#### Written task:
Swap "captured" for "recorded" in the records from the line with "air balloon decoration." up to and including the line with "(417, 292), (472, 319)", leaving everything else unchanged. Return only those lines.
***** Input records *****
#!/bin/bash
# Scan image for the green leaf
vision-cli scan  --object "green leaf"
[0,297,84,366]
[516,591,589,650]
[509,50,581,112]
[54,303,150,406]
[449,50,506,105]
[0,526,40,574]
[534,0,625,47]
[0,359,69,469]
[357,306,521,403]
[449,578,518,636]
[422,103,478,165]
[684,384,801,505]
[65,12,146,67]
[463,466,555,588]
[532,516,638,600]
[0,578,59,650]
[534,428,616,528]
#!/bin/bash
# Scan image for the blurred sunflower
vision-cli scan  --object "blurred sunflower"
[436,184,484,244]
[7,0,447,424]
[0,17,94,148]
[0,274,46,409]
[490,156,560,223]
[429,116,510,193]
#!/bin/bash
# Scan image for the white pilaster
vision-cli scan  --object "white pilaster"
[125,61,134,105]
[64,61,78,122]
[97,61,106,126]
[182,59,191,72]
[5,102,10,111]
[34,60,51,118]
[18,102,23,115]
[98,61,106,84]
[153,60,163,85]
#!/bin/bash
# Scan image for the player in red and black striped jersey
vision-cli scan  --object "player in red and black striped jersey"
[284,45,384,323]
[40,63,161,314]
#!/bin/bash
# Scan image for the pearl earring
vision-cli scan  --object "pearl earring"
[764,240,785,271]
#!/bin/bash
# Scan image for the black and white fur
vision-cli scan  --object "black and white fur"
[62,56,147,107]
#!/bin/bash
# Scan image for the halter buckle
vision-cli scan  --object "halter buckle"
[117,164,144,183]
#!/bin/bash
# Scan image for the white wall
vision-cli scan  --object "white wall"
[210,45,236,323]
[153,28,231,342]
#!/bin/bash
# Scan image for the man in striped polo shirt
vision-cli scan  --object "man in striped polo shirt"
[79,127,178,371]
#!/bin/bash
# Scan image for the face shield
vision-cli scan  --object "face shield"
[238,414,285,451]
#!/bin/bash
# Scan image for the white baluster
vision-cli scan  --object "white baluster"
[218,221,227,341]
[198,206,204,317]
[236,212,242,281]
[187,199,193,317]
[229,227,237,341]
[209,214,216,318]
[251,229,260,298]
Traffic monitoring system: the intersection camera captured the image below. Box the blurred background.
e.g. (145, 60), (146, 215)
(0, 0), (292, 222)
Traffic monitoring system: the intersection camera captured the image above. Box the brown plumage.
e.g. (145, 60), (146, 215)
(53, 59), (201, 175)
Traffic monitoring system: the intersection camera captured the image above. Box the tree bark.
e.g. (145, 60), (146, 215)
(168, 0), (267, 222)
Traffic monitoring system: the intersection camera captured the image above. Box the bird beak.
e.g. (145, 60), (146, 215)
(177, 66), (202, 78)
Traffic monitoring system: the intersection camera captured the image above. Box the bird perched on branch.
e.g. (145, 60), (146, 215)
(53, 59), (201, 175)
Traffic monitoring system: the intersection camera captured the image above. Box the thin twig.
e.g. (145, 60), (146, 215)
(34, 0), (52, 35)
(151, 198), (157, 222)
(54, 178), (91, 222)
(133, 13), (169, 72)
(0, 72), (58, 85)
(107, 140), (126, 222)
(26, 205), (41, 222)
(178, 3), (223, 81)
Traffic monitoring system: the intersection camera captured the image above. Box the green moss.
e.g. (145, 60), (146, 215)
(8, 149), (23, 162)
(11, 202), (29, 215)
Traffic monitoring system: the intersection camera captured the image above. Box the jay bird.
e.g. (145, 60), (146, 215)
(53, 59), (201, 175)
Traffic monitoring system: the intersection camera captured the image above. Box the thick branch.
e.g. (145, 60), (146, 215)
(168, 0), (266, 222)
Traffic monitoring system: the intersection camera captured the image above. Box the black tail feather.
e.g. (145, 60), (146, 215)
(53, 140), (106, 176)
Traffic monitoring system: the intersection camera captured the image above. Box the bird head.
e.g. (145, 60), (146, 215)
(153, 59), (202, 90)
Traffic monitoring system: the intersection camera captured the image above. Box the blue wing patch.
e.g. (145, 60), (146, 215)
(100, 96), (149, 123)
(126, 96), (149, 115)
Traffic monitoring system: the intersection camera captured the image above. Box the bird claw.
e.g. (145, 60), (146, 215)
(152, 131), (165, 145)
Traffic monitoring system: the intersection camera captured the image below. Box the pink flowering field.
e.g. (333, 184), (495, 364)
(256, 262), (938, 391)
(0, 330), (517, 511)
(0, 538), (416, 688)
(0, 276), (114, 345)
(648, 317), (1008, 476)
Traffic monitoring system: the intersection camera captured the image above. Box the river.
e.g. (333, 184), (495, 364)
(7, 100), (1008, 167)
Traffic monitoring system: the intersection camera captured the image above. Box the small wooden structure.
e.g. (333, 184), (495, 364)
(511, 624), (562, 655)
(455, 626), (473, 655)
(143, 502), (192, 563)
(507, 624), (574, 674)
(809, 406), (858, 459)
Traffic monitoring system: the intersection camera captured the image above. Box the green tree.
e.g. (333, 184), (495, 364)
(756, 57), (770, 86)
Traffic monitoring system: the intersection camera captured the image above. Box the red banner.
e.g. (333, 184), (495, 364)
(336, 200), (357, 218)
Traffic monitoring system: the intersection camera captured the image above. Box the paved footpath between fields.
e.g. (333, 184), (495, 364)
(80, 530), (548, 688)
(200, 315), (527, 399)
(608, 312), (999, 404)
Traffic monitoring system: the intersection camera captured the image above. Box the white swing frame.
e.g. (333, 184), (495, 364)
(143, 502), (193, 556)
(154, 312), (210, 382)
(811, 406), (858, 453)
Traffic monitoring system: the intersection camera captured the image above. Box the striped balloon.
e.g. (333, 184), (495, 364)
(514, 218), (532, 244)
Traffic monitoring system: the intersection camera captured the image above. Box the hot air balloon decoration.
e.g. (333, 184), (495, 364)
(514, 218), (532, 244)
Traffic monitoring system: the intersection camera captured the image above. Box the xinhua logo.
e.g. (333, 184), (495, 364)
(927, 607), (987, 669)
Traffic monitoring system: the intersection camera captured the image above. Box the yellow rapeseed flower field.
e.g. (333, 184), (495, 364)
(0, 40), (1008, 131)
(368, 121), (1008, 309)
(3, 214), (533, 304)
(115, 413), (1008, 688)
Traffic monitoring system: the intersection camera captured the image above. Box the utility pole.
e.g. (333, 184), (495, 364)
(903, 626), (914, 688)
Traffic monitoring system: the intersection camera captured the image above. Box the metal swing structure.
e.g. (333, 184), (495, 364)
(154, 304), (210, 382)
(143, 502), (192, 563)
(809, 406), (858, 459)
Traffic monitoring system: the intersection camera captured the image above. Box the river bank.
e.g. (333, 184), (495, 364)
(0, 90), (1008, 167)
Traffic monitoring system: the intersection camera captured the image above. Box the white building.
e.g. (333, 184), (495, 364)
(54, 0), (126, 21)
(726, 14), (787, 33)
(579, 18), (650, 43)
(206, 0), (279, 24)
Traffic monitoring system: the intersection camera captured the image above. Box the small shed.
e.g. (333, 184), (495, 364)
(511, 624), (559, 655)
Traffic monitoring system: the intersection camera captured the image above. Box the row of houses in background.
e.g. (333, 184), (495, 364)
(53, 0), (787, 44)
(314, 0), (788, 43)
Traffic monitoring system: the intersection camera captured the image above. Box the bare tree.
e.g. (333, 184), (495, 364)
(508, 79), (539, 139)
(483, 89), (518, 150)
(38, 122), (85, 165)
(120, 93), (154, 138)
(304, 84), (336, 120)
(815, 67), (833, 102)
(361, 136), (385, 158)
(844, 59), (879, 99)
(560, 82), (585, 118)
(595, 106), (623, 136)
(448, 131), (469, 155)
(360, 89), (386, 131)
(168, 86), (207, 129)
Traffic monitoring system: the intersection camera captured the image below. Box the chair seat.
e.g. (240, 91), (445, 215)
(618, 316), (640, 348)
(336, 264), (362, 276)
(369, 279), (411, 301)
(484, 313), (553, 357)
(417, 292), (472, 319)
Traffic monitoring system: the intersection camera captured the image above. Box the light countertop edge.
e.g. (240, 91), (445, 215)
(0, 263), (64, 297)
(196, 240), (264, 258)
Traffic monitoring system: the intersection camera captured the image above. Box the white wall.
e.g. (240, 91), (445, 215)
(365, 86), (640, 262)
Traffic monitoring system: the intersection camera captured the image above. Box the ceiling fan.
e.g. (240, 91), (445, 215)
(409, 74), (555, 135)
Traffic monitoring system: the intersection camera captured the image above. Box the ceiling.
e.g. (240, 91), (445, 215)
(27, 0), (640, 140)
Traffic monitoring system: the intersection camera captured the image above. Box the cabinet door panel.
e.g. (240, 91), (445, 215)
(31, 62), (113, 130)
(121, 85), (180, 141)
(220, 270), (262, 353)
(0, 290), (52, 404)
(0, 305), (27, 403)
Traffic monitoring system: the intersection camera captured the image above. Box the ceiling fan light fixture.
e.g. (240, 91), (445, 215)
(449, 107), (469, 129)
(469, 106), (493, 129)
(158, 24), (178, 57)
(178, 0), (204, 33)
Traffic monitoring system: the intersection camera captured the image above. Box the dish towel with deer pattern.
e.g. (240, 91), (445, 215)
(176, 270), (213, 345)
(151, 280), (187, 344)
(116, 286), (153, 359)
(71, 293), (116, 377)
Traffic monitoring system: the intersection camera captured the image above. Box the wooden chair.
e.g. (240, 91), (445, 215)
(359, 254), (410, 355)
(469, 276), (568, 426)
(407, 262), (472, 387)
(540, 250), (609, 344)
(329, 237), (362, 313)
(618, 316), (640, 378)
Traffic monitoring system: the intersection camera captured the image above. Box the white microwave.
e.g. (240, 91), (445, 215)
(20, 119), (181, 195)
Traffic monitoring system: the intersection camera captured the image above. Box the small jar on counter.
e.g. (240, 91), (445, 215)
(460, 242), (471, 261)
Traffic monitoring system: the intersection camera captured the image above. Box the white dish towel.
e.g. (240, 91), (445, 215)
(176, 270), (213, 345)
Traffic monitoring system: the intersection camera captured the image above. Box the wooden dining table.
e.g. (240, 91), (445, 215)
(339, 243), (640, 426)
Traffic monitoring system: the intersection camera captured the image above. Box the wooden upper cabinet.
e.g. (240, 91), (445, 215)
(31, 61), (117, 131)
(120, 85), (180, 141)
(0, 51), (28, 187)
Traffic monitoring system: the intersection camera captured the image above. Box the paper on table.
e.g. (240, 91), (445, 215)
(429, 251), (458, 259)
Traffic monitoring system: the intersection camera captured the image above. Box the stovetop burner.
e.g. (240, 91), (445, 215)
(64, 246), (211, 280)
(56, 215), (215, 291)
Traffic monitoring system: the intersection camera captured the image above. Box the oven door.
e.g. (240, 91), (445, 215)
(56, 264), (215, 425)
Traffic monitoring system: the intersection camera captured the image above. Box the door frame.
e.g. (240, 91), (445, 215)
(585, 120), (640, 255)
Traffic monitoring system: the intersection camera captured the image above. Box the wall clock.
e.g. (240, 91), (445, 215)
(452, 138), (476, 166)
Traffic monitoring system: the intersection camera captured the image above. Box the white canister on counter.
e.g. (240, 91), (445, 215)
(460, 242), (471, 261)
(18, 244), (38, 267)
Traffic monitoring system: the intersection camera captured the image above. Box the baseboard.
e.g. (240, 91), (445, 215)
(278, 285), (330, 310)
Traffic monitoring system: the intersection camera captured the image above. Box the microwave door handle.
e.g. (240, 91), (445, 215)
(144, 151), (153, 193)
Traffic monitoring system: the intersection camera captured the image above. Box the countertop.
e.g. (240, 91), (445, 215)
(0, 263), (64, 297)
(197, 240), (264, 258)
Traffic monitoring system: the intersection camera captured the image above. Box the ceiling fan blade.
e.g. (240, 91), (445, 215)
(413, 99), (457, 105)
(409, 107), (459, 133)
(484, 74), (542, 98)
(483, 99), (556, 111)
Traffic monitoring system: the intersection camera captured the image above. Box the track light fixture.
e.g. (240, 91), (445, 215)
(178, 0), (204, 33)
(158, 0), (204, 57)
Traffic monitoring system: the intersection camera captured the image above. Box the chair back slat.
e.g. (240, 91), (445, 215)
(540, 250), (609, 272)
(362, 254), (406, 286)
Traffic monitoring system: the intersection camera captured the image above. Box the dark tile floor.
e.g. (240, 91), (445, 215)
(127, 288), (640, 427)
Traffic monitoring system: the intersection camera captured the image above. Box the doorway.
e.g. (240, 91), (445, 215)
*****
#### Result below:
Traffic monitoring system: the intersection camera recorded the image above. Box the hot air balloon decoration.
e.g. (333, 184), (495, 364)
(514, 218), (532, 244)
Traffic monitoring system: the intersection camera recorded the image above. Box the xinhua logo.
e.g. (333, 184), (495, 364)
(927, 607), (987, 669)
Traffic monitoring system: the intersection camera recorded the image above. Box the yellow rapeseed flower field.
e.g. (333, 184), (495, 364)
(0, 40), (1008, 131)
(368, 121), (1008, 309)
(3, 214), (533, 304)
(115, 413), (1008, 688)
Traffic monitoring system: the intersection camera recorded the image above. Box the utility pole.
e.g. (333, 184), (495, 364)
(903, 626), (914, 688)
Traffic monitoring system: the intersection camera recorded the image above. Box the metal swing structure.
e.g. (333, 184), (495, 364)
(154, 304), (210, 382)
(143, 502), (192, 563)
(809, 406), (858, 459)
Traffic monitoring system: the intersection camera recorded the image above. Box the river bank.
e.g. (333, 184), (495, 364)
(0, 90), (1008, 167)
Traffic monitoring system: the intersection camera recorded the image above. Box the white building.
e.g. (333, 184), (495, 364)
(54, 0), (126, 21)
(726, 14), (787, 33)
(579, 18), (650, 43)
(206, 0), (279, 24)
Traffic monitoring system: the intersection camera recorded the image above. Box the small shed.
e.g. (333, 184), (495, 364)
(511, 624), (559, 655)
Traffic monitoring system: the intersection camera recorded the image above. Box the row of houses in background.
e.g. (333, 184), (495, 364)
(53, 0), (787, 44)
(314, 0), (788, 43)
Traffic monitoring system: the intersection camera recorded the image above. Box the bare tree.
e.g. (333, 184), (495, 364)
(508, 79), (539, 139)
(483, 89), (518, 150)
(38, 122), (85, 165)
(120, 93), (154, 138)
(304, 84), (336, 120)
(815, 67), (833, 102)
(361, 136), (385, 158)
(844, 59), (879, 99)
(560, 82), (585, 118)
(595, 106), (623, 136)
(448, 131), (469, 155)
(360, 89), (386, 131)
(168, 86), (207, 129)
Traffic monitoring system: the intersection camera recorded the image below. Box the chair seat.
e.g. (240, 91), (445, 215)
(618, 316), (640, 348)
(336, 264), (362, 276)
(369, 279), (411, 301)
(484, 313), (553, 357)
(417, 292), (472, 319)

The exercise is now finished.